Count the lines in the listing that contain the string "drooping". Reply with the number only.

#### DATASET ####

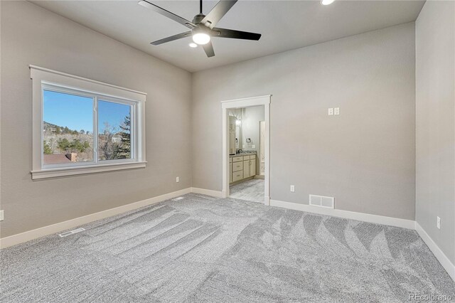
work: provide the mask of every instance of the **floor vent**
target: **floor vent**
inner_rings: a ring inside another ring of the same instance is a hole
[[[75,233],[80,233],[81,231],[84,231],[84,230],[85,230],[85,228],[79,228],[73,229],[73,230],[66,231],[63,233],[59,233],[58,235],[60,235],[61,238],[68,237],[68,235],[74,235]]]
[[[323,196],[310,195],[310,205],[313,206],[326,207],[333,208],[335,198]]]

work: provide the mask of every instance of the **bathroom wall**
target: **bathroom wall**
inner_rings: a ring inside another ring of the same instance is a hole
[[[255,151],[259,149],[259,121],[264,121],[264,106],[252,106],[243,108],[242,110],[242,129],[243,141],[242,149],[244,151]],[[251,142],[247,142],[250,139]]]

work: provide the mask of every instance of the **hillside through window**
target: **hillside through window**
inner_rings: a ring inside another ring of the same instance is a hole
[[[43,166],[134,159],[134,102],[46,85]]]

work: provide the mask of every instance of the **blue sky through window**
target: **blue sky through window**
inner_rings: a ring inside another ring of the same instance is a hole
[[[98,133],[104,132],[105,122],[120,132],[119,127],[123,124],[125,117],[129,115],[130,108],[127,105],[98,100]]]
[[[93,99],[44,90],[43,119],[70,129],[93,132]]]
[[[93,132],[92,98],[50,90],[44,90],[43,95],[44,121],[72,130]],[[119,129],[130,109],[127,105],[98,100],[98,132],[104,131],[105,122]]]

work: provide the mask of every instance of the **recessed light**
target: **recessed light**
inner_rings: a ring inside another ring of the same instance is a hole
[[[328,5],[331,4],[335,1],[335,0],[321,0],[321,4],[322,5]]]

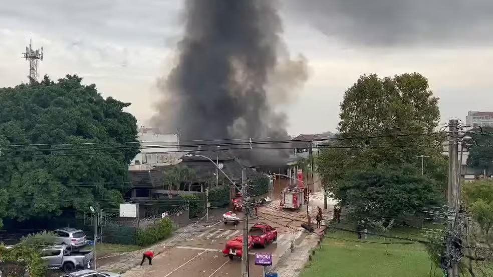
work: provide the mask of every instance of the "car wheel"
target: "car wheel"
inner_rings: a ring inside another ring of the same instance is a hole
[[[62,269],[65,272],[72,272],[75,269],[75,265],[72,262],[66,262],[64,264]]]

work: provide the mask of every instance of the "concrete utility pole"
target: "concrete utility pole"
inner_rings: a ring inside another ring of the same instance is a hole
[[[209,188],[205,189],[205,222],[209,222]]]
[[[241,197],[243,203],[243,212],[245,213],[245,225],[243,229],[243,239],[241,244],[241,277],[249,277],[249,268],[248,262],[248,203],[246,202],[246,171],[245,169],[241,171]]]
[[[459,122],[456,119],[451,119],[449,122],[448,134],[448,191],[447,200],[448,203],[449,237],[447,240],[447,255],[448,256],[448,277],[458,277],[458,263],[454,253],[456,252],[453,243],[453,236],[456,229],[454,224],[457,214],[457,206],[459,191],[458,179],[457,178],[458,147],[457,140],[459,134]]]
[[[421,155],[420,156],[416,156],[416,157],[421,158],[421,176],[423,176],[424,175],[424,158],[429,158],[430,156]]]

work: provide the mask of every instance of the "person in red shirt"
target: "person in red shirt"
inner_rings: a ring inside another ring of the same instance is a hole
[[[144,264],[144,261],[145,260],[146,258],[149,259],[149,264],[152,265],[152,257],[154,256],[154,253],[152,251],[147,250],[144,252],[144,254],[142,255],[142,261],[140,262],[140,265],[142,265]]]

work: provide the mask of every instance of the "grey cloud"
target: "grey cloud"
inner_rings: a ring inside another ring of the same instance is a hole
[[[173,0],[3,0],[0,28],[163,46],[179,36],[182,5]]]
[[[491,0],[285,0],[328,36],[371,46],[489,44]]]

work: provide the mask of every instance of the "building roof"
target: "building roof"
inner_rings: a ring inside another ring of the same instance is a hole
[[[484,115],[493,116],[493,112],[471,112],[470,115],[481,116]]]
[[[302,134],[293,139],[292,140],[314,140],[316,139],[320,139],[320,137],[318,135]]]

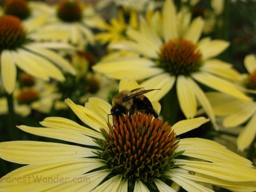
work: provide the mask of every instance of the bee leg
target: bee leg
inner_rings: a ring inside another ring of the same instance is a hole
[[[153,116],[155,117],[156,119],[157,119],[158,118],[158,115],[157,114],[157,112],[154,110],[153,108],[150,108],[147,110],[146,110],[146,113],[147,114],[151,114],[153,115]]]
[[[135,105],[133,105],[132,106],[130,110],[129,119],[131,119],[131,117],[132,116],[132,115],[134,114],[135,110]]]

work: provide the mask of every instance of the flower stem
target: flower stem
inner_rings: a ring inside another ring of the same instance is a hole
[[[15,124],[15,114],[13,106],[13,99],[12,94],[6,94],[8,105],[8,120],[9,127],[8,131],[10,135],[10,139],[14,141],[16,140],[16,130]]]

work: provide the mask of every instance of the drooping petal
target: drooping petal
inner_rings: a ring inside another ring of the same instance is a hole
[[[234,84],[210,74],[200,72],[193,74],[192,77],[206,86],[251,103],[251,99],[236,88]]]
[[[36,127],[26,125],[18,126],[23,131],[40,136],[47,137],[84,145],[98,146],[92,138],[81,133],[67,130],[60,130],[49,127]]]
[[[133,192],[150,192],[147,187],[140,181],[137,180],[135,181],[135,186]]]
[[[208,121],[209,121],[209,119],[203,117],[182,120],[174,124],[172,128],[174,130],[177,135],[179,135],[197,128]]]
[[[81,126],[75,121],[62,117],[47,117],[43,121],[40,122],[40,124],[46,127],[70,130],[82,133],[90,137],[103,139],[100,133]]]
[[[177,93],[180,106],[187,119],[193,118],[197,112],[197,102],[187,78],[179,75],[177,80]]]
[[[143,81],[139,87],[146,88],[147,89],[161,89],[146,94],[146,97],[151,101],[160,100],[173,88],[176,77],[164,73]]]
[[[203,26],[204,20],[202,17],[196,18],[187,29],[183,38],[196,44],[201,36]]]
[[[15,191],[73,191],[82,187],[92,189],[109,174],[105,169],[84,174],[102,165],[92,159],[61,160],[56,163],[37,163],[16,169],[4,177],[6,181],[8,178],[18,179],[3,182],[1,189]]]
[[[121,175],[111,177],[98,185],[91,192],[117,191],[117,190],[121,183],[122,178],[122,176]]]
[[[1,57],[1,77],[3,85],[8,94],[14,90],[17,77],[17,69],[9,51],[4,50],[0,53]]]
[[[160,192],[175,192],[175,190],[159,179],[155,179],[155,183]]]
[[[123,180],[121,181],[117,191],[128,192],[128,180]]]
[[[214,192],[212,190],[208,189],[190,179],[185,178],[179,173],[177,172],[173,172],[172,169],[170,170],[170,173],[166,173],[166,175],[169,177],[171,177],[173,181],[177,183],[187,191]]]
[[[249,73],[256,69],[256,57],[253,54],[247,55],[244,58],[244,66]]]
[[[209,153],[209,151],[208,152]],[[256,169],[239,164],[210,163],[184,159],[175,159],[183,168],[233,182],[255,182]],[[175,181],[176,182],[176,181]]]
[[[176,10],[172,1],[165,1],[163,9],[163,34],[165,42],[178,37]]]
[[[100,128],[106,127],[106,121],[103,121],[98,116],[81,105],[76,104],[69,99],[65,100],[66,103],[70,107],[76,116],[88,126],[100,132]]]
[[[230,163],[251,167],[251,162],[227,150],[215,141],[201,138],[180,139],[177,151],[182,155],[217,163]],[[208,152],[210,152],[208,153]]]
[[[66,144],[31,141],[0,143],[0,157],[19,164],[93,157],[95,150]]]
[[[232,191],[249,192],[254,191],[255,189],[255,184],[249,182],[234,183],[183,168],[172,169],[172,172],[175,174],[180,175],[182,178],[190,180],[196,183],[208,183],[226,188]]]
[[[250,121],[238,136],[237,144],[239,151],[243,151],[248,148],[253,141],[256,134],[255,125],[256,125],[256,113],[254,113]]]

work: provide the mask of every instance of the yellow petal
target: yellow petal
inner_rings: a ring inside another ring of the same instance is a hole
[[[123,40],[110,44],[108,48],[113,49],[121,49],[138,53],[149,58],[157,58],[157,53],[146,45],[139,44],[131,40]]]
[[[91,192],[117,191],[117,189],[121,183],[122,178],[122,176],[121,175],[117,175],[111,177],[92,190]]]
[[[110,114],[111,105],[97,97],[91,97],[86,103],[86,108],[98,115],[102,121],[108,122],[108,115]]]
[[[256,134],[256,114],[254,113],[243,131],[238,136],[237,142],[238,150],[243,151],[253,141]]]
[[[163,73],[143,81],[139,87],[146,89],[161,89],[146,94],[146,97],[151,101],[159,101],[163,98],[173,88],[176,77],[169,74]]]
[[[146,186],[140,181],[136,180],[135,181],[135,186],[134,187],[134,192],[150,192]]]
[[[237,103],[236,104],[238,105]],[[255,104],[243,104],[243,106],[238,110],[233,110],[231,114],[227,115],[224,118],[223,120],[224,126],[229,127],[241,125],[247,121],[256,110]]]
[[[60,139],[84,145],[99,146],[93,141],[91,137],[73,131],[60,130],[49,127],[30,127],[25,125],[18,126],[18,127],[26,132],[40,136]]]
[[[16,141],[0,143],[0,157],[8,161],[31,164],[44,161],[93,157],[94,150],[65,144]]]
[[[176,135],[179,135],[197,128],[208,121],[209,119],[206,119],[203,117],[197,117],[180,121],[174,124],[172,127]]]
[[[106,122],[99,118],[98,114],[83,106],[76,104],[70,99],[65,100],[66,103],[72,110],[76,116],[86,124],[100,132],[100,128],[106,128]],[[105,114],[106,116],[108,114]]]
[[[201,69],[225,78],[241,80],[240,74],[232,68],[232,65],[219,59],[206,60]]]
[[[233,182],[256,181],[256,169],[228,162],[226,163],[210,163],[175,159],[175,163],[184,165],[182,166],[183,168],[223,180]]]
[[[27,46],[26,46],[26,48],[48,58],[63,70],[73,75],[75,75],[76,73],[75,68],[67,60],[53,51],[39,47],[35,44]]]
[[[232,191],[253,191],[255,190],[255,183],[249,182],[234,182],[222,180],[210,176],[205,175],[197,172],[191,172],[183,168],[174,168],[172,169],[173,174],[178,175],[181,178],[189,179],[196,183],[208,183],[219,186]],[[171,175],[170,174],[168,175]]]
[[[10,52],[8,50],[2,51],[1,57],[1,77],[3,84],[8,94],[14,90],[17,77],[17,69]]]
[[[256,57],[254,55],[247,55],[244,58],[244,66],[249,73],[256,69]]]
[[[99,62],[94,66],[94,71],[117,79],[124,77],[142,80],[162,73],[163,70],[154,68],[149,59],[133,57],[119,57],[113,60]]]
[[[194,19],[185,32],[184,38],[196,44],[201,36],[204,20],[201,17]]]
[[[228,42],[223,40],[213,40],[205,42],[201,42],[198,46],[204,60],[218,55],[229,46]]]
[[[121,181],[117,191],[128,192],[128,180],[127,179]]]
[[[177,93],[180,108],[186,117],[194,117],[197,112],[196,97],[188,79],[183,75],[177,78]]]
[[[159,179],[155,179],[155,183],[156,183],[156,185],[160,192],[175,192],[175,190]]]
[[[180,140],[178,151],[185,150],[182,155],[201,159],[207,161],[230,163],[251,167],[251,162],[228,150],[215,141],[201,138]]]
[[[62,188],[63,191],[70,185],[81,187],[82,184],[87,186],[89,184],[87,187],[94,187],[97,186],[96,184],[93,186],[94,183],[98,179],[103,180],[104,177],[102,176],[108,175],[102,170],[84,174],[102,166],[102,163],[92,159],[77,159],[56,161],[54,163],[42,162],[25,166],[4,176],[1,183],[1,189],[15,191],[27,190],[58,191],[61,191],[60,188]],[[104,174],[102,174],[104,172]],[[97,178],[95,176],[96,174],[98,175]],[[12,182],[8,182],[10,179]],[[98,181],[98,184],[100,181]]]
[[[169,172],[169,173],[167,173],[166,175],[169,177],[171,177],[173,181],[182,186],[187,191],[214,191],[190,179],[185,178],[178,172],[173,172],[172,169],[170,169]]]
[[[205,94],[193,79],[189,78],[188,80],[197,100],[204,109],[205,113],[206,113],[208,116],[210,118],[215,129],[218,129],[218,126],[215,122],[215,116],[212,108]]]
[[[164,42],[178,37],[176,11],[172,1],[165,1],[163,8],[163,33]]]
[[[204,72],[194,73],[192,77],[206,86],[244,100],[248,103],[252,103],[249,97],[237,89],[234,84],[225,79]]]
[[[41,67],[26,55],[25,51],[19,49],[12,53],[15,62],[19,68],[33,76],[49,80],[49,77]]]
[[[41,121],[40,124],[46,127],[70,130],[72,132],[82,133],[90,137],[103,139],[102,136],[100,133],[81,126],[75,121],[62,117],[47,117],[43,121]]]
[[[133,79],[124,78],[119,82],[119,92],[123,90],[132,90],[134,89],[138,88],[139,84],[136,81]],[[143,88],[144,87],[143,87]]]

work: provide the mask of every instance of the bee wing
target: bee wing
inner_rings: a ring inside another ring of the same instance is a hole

####

# TASK ANSWER
2